• **EXTRAIT DU DOCUMENT**
= = = = = = =

Silo : saison 1 épisode 4, Vérité - TéléObs

Silo- David Semelles 2023 - Les réparateurs maitre de la survie

Et pourtant , dans notre langage, les artisans de la réparation sont presque toujours précédés d’un adjectif : le petit cordonnier, le vieux rémouleur, le modeste horloger. Cette « petitesse » n’est pas seulement physique ou économique : elle traduit une hiérarchie symbolique.
Nous valorisons la création neuve, spectaculaire, et reléguons la réparation à la marge.

Mais comme le rappelle la stylistique française, la position de l’adjectif n’est jamais neutre : un petit cordonnier évoque bien plus qu’un artisan de petite taille — c’est une figure sociale, celle du savoir discret, du geste utile, de la fidélité aux objets et aux usages.
Autrement dit, l’adjectif de modestie cache une grandeur. La petitesse du métier devient la métaphore d’une éthique du soin.

 

L’histoire de l’art a souvent devancé la société dans cette prise de conscience. Face à la frénésie du progrès, certains mouvements ont cherché la lenteur, la réutilisation, la continuité:
• Le Bauhaus prônait déjà, dans les années 1920, une alliance entre art, technique et fonctionnalité : faire beau avec peu, faire durable avec sens.
• L’Arte Povera des années 1970 (Pistoletto, Kounellis, Merz) redonnait noblesse aux matériaux pauvres, trouvés, usés.
• Le Land Art (Smithson, Long) interrogeait la trace, l’éphémère, le lien entre geste humain et nature.
• Aujourd’hui, le Solarpunk imagine des cités réparables, vivantes, construites sur la réutilisation et la coopération.

Ces artistes ne produisaient pas des objets neufs, mais des formes d’attention. Ils annonçaient déjà un basculement : l’avenir n’est pas dans la création d’objets nouveaux, mais dans la capacité à maintenir le monde en état de fonctionner. Nous artisans réparateurs, essentiels dans le passé, nous avons perdu un temps notre espace économique vital. Mais  aujourd'hui nous devenons  les héritiers de ces mouvements artistiques. Pour nous réparer, c’est aussi créer. Créer un avenir.
C’est comprendre que la valeur d’un objet ne réside pas dans sa nouveauté, mais dans la mémoire qu’il porte. La mémoire des usagers passés, la mémoire des savoirs-faire parfois perdus. Dans la philosophie japonaise du kintsugi, on répare les céramiques brisées avec de la poudre d’or. La fissure, au lieu d’être cachée, devient source de beauté. Cette esthétique du « soin visible » incarne une sagesse universelle : réparer, c’est révéler la valeur du temps. Le réparateur, comme l’artiste, raconte des histoires à travers les cicatrices de la matière. Et c'est ce qui nous fascine dans l'art de réparer.

= = = = = = =

• **DONNÉES FOURNIES**
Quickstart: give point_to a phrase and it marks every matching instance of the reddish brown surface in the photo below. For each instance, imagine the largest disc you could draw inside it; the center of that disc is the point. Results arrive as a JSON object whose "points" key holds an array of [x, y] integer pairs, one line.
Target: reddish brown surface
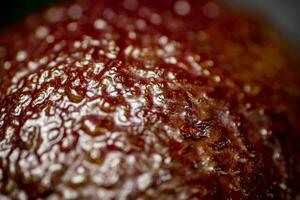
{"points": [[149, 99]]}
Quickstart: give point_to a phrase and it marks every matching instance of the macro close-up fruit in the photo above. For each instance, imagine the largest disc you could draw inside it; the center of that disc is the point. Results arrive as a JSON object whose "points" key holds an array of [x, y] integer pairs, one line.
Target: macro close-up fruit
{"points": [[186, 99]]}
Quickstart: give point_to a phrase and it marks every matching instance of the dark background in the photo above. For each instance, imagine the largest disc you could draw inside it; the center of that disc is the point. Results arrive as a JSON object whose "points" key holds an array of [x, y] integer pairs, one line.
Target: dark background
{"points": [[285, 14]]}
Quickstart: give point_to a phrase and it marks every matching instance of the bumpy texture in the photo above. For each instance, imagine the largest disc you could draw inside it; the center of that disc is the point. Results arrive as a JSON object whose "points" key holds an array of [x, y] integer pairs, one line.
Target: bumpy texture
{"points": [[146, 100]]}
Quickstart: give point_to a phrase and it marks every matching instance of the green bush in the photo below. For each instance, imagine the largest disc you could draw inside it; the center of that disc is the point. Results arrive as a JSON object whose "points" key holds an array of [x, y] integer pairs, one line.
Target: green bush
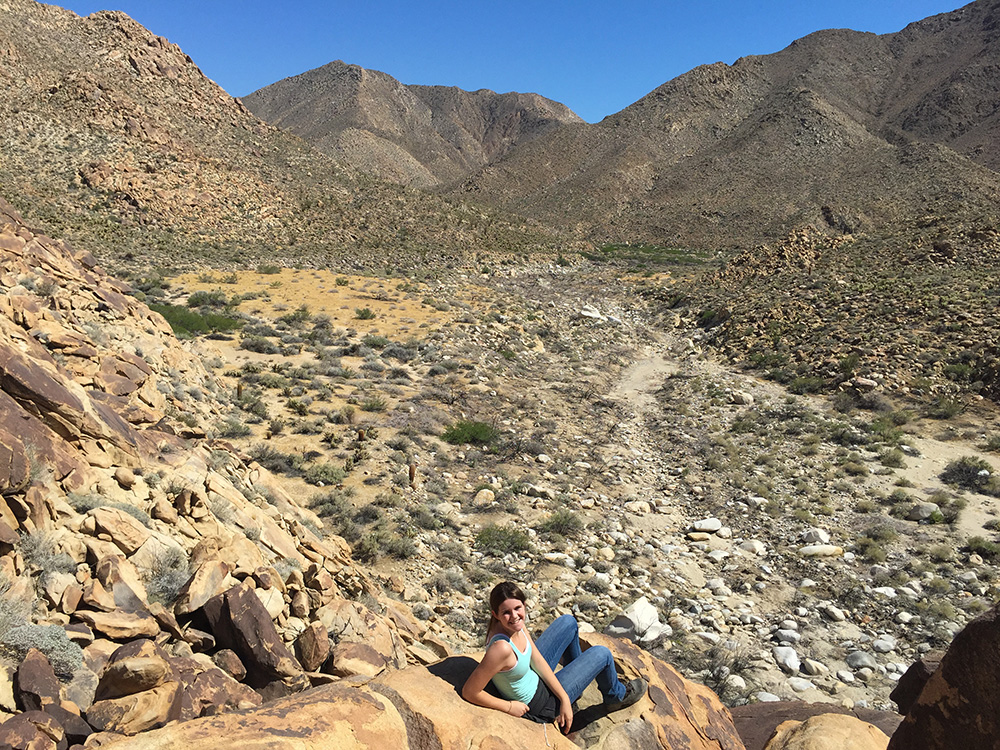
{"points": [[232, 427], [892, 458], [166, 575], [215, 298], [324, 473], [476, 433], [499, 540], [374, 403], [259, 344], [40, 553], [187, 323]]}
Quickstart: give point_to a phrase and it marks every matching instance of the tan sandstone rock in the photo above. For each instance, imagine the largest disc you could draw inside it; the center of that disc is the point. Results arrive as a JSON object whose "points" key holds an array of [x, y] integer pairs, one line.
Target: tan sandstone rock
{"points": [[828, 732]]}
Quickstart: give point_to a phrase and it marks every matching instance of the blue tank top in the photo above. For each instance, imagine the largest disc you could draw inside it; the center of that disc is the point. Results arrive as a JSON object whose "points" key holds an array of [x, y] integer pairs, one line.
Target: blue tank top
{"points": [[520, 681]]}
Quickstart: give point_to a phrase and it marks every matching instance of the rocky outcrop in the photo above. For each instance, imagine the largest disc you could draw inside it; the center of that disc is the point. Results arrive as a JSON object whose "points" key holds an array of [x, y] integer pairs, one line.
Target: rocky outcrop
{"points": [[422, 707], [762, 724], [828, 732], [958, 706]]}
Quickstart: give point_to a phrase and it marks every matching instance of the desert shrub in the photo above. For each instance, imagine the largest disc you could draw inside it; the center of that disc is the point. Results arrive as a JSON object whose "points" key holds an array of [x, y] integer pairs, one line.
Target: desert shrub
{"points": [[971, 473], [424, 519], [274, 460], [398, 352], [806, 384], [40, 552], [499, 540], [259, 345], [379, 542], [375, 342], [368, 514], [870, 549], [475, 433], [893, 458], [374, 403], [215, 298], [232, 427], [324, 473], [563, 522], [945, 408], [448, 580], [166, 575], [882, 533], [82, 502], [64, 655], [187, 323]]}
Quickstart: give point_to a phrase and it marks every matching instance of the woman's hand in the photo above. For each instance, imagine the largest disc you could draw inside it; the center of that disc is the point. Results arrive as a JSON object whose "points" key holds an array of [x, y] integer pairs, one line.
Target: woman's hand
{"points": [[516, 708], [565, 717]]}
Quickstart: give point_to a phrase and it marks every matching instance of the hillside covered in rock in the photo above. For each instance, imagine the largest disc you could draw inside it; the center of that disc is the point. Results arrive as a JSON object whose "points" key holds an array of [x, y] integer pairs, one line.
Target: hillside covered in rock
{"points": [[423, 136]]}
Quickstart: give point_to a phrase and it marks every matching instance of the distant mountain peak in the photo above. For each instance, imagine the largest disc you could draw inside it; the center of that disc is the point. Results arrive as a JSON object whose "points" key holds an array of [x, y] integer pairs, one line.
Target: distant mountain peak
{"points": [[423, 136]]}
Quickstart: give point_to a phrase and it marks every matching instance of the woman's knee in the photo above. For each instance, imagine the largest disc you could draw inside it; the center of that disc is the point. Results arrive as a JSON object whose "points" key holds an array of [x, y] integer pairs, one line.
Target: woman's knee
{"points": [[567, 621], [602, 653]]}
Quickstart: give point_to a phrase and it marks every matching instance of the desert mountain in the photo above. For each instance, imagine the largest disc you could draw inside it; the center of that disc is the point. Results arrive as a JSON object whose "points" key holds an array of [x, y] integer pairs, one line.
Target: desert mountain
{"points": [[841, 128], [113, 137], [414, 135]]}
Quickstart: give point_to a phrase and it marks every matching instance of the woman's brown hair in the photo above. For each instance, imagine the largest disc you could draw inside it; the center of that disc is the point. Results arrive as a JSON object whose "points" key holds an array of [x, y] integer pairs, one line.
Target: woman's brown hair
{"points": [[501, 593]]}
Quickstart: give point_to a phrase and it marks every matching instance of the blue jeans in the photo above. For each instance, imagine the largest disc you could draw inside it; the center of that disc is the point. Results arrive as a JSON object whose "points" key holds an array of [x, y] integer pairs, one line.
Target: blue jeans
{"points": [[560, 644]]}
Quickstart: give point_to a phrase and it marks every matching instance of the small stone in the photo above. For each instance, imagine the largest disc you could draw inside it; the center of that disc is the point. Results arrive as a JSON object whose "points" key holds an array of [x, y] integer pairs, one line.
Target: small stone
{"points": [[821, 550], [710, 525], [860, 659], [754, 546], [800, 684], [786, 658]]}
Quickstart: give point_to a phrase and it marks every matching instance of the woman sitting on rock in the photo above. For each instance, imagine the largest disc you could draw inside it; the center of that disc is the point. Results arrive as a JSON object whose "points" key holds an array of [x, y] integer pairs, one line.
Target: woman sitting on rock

= = = = = = =

• **CONSIGNE**
Dans l'extrait sur les artisans réparateurs, relevez tous les noms d'artistes donnés entre parenthèses. On n'a pas besoin des données pour faire cet exercice.

• **RÉPONSE**
Pistoletto, Kounellis, Merz, Smithson, Long